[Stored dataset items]
====================

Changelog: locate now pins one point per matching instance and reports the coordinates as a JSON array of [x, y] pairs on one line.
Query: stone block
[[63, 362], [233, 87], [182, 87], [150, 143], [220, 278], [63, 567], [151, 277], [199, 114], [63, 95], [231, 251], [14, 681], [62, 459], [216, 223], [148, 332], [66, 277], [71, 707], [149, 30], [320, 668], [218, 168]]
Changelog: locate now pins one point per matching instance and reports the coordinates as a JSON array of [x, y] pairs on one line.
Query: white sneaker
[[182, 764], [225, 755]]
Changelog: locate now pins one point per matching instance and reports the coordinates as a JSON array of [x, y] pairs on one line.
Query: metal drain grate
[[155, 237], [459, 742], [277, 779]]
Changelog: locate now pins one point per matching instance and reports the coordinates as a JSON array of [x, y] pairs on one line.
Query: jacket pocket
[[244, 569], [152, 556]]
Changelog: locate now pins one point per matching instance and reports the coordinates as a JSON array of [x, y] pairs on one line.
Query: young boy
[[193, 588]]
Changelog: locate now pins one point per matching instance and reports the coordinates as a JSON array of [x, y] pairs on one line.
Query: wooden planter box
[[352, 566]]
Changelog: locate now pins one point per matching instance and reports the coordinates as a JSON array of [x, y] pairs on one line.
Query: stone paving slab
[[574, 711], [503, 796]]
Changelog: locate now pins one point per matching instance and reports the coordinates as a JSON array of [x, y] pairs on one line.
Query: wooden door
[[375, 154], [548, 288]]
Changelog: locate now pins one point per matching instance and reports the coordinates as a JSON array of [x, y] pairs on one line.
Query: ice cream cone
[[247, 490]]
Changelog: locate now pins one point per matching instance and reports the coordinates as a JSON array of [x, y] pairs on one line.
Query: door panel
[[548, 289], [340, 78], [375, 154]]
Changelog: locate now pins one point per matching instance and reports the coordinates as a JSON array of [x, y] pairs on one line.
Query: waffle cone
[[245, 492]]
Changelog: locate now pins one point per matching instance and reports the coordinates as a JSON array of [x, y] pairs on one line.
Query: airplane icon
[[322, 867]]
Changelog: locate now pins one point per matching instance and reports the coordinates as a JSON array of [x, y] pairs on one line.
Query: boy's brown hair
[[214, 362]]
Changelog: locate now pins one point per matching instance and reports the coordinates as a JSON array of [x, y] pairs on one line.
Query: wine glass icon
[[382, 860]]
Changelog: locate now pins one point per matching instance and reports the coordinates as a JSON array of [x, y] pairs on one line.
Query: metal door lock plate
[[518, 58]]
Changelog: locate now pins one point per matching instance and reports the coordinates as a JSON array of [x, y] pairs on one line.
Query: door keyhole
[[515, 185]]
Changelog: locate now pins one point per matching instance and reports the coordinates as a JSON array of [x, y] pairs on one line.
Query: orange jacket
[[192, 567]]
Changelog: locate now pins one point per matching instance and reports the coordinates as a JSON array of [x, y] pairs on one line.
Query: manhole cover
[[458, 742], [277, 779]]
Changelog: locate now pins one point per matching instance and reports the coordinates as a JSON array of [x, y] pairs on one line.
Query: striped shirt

====================

Aim of the exercise:
Retype exactly, and only, the lines from the line holding "Query: boy's brown hair" through the last line of the data; both of those lines count.

Solution:
Query: boy's brown hair
[[214, 362]]
Changelog: locate now pins one point per matching instance and reports the coordinates as a JSON array of [x, y] pairs on one line.
Query: wine glass icon
[[382, 860]]
Changelog: locate now pins one point per matching instance and reports the coordinates as a JSON array of [x, y] pairs on one line.
Query: metal door lock plate
[[518, 58]]
Changelog: locate now pins one point per matching instance and reports the coordinates as a JSON array of [x, y] pairs on one line.
Query: door keyhole
[[515, 185]]
Changelog: locate now pins one point per matching instance and reports the coordinates as a JSON array of [x, y] pairs on one line.
Query: orange jacket
[[192, 567]]
Changelog: locate now pins one point per matching instance and reports the coordinates as a JSON array of [x, y] pairs on one line.
Query: manhole cover
[[458, 742], [277, 779]]
Changelog: locate now pins one point per matching instance and reports the coordinates as a JSON array of [x, y] pairs on one line.
Query: striped shirt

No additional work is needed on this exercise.